> [PROBLEM 1]:
Answer these questions from the passage about Mali i Velës, please.
(a) What elevation does the massif reach?
(b) What rock makes up its main ridge?
(c) In which village are expansive chestnut groves found?
> [PROBLEM 2]:
Write what comes next in the passage about Mali i Velës, starting after its sentence on the climate.

Mali i Velës (lit. 'Sail Mountain') is a massif in northwestern Albania, part of the Skanderbeg Mountains range. It rises to an elevation of 1172 m above sea level, visible from the coastal lowlands of Lezhë municipality.

==Geology==
Mali i Velës breaks up into a series of narrow ridges that gradually descend toward the Fan Gorge. Its main ridge is composed of Triassic–Jurassic limestone, while the eastern section is built of terrigenous deposits dating from the Late Cretaceous and Paleogene. This alternation of more resistant and weaker rock units produces a stepped relief, characterized by numerous cuestas with predominantly west-facing fronts.

==Biodiversity==
The mountain slopes are largely covered by deciduous shrubs and oak forests, locally mixed with conifer stands. Medicinal and aromatic plant species are widely abundant and expansive chestnut groves are found in the village of Rreja e Velës.

The area experiences a Mediterranean climate with mild, wet winters and warm, dry summers.

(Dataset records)
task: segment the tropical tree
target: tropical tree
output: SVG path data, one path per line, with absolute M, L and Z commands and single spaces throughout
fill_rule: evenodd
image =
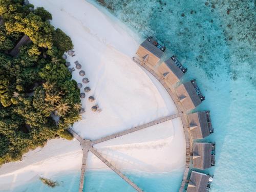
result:
M 55 103 L 58 103 L 61 98 L 59 94 L 60 93 L 57 91 L 55 91 L 55 92 L 47 92 L 46 93 L 45 100 L 47 102 L 49 102 L 51 104 L 53 105 Z
M 62 100 L 59 101 L 56 106 L 56 109 L 58 113 L 62 116 L 65 115 L 70 111 L 70 106 L 67 102 L 63 102 Z
M 42 87 L 44 88 L 44 90 L 47 92 L 49 93 L 55 90 L 56 86 L 56 83 L 50 82 L 49 81 L 47 81 L 44 83 L 42 83 Z

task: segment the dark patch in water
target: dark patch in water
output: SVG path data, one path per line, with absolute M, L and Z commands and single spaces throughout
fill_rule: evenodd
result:
M 97 1 L 143 37 L 155 36 L 185 66 L 256 87 L 254 1 Z

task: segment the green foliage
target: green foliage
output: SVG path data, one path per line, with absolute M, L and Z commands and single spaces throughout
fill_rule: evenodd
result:
M 33 13 L 23 3 L 0 0 L 0 165 L 56 136 L 72 139 L 67 129 L 80 118 L 80 92 L 61 58 L 73 48 L 70 38 L 54 30 L 43 8 Z M 24 34 L 32 43 L 15 58 L 6 54 Z
M 53 44 L 59 50 L 67 51 L 73 49 L 71 39 L 60 29 L 57 29 L 53 33 Z
M 42 20 L 46 21 L 46 20 L 52 19 L 52 15 L 49 12 L 46 11 L 44 7 L 38 7 L 35 9 L 34 13 L 38 15 L 42 18 Z
M 73 136 L 69 133 L 68 131 L 64 130 L 59 130 L 58 131 L 58 135 L 65 139 L 66 139 L 67 140 L 72 140 L 73 139 Z

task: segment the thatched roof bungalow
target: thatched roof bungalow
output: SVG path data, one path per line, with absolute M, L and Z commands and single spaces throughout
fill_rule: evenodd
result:
M 209 111 L 191 113 L 188 117 L 188 129 L 193 139 L 203 139 L 214 132 Z
M 136 54 L 146 63 L 155 66 L 160 60 L 165 48 L 161 46 L 152 37 L 149 37 L 142 42 Z
M 13 57 L 16 57 L 19 52 L 20 47 L 28 44 L 30 42 L 31 42 L 31 40 L 29 37 L 26 35 L 23 35 L 20 40 L 16 45 L 16 46 L 10 52 L 9 54 Z
M 211 180 L 212 178 L 206 174 L 192 171 L 187 191 L 207 192 Z
M 195 108 L 204 100 L 195 80 L 181 84 L 175 91 L 186 111 Z
M 193 167 L 205 169 L 214 166 L 215 156 L 215 143 L 193 143 Z
M 166 82 L 172 86 L 180 81 L 186 72 L 186 69 L 174 56 L 163 62 L 158 70 L 163 75 Z

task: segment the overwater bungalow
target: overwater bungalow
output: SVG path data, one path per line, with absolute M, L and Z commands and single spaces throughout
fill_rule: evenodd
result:
M 200 169 L 215 164 L 215 143 L 193 143 L 193 167 Z
M 212 178 L 199 172 L 192 171 L 187 188 L 187 192 L 208 192 Z
M 188 115 L 188 129 L 193 139 L 203 139 L 214 133 L 210 112 L 203 111 Z
M 187 69 L 181 65 L 175 56 L 173 56 L 163 62 L 158 67 L 158 70 L 167 83 L 173 85 L 180 80 L 187 71 Z
M 4 25 L 4 19 L 0 16 L 0 26 Z
M 195 108 L 204 100 L 195 80 L 181 84 L 175 91 L 186 111 Z
M 26 35 L 23 35 L 15 47 L 10 52 L 9 54 L 13 57 L 16 57 L 19 52 L 20 47 L 27 45 L 30 42 L 31 42 L 31 40 L 29 37 Z
M 152 37 L 149 37 L 142 42 L 137 51 L 140 62 L 156 66 L 163 54 L 165 47 L 161 46 Z

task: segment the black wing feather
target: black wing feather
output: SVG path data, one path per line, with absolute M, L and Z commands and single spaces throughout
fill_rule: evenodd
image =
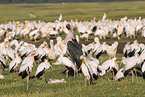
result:
M 67 42 L 67 49 L 71 59 L 76 62 L 78 68 L 81 66 L 82 61 L 80 60 L 80 56 L 83 55 L 83 51 L 81 46 L 78 44 L 76 39 L 72 39 L 72 41 Z

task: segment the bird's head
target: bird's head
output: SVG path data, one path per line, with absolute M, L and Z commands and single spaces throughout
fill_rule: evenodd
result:
M 67 81 L 65 79 L 61 79 L 64 83 L 66 83 Z
M 143 59 L 140 57 L 140 55 L 139 55 L 139 54 L 137 54 L 137 57 L 138 57 L 141 61 L 143 61 Z

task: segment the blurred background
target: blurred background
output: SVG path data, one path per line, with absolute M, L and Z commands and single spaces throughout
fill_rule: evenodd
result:
M 0 3 L 63 3 L 63 2 L 118 2 L 145 0 L 0 0 Z

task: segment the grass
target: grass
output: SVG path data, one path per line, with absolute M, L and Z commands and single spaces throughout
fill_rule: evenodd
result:
M 55 21 L 59 14 L 63 15 L 63 20 L 78 19 L 96 20 L 102 18 L 104 12 L 109 19 L 120 19 L 124 16 L 128 18 L 145 17 L 145 2 L 113 2 L 113 3 L 65 3 L 65 4 L 0 4 L 0 23 L 8 21 L 25 20 L 42 20 L 45 22 Z M 33 12 L 37 18 L 30 18 L 29 14 Z M 31 40 L 24 40 L 32 42 Z M 42 43 L 39 41 L 39 44 Z M 32 42 L 34 43 L 34 42 Z M 36 43 L 34 43 L 36 44 Z M 38 43 L 36 44 L 38 46 Z M 121 56 L 118 56 L 120 61 Z M 103 62 L 107 60 L 107 56 L 103 56 Z M 38 64 L 37 64 L 38 65 Z M 93 80 L 93 84 L 85 86 L 84 77 L 73 78 L 63 73 L 66 69 L 64 66 L 53 66 L 54 70 L 45 72 L 46 79 L 61 79 L 65 78 L 67 83 L 46 84 L 44 80 L 36 78 L 30 79 L 29 91 L 26 87 L 26 79 L 21 79 L 18 74 L 2 72 L 5 79 L 0 79 L 0 96 L 2 97 L 17 97 L 17 96 L 32 96 L 32 97 L 96 97 L 96 96 L 145 96 L 145 80 L 138 76 L 131 81 L 131 76 L 128 75 L 121 82 L 108 81 L 105 76 L 98 80 Z M 34 66 L 30 77 L 35 75 L 37 66 Z M 109 78 L 112 78 L 109 73 Z
M 42 20 L 55 21 L 60 13 L 63 20 L 78 19 L 96 20 L 107 14 L 109 19 L 120 19 L 145 17 L 145 2 L 111 2 L 111 3 L 46 3 L 46 4 L 0 4 L 0 23 L 8 21 Z M 31 18 L 30 12 L 36 14 L 37 18 Z

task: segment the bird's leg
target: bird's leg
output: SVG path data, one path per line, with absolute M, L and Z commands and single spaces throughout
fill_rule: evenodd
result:
M 86 76 L 85 76 L 85 86 L 87 86 L 87 78 L 86 78 Z
M 103 61 L 103 58 L 100 56 L 100 59 L 101 59 L 101 63 L 102 63 L 102 61 Z
M 120 40 L 120 37 L 118 36 L 118 40 Z
M 90 85 L 90 79 L 89 79 L 89 81 L 88 81 L 88 84 Z
M 14 68 L 14 73 L 15 73 L 15 68 Z
M 130 38 L 132 39 L 132 36 L 130 35 Z
M 133 38 L 135 38 L 135 34 L 133 35 Z
M 102 39 L 102 36 L 100 36 L 100 39 Z
M 75 78 L 75 68 L 74 68 L 74 78 Z
M 114 78 L 114 70 L 113 70 L 113 80 L 115 80 L 115 78 Z
M 27 76 L 27 90 L 29 89 L 29 88 L 28 88 L 28 81 L 29 81 L 29 74 L 28 74 L 28 76 Z
M 26 35 L 26 39 L 28 39 L 28 35 Z
M 18 73 L 18 69 L 17 69 L 17 67 L 16 67 L 16 73 Z
M 108 81 L 110 81 L 110 79 L 108 78 L 108 71 L 107 71 L 107 77 L 106 78 L 108 79 Z
M 35 40 L 35 42 L 38 42 L 36 39 L 34 39 Z
M 133 82 L 133 75 L 134 75 L 133 70 L 131 70 L 131 73 L 132 73 L 132 82 Z
M 106 39 L 106 37 L 105 37 L 105 36 L 103 36 L 103 38 L 104 38 L 104 39 Z
M 67 71 L 66 71 L 66 77 L 68 77 L 68 71 L 69 71 L 69 70 L 67 69 Z
M 45 77 L 44 77 L 44 73 L 43 73 L 43 75 L 42 75 L 41 77 L 42 77 L 42 79 L 45 79 Z
M 133 68 L 133 70 L 135 71 L 135 76 L 136 76 L 136 78 L 137 78 L 137 73 L 136 73 L 136 69 L 135 69 L 135 68 Z

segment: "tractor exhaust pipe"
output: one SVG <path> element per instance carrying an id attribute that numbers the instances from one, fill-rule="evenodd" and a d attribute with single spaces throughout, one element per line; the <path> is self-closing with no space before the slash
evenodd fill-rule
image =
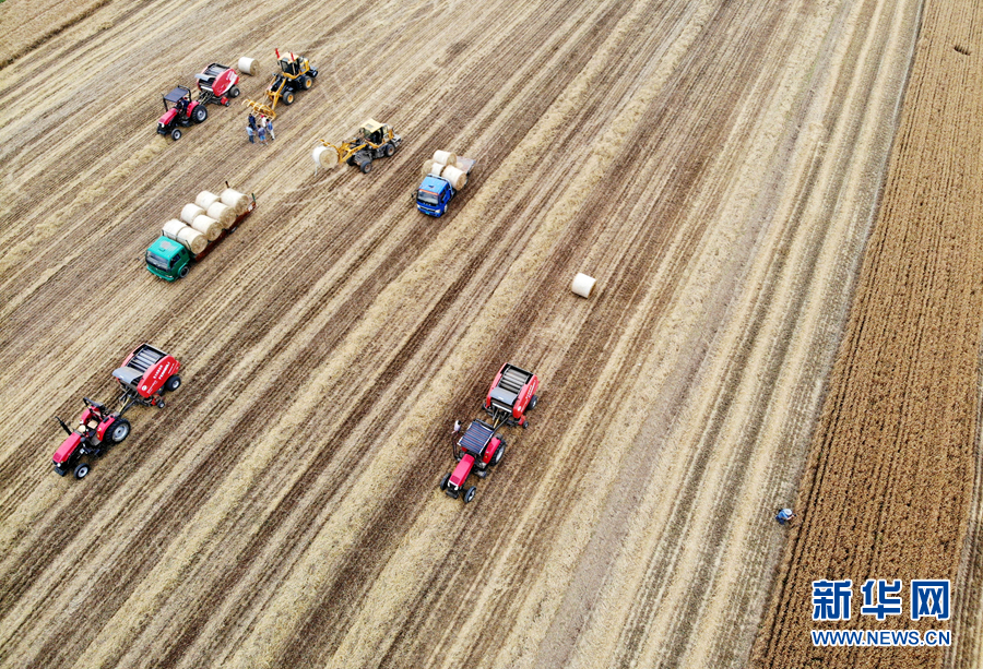
<path id="1" fill-rule="evenodd" d="M 72 433 L 72 431 L 69 429 L 69 427 L 68 427 L 67 425 L 64 425 L 64 421 L 63 421 L 62 419 L 60 419 L 58 416 L 56 416 L 56 417 L 55 417 L 55 420 L 58 421 L 58 425 L 61 426 L 61 429 L 64 430 L 67 434 L 71 434 L 71 433 Z"/>

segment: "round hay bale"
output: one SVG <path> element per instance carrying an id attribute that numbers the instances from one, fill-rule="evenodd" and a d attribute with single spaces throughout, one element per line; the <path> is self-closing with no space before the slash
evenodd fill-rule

> [WRITTEN RESPONSE 1]:
(a) 1172 m above sea level
(b) Triassic–Jurassic limestone
(c) Rreja e Velës

> [WRITTEN RESPONSE 2]:
==Attractions==
Mali i Velës forms part of the hiking and ecotourism network of the Rubik region, with routes offering panoramic views of its surroundings. The nearby village of Katund i Vjetër serves as an ecotourism center, providing traditional accommodation and local cuisine.

Settlements of this area feature numerous kulla-type tower houses, noted for their vernacular architecture and robust stone façades.

Each year, on the first Saturday of June, a pilgrimage takes place at Zoja e Velës, a Catholic shrine on the summit of the massif, with pilgrims climbing the steep limestone slopes to reach the sanctuary.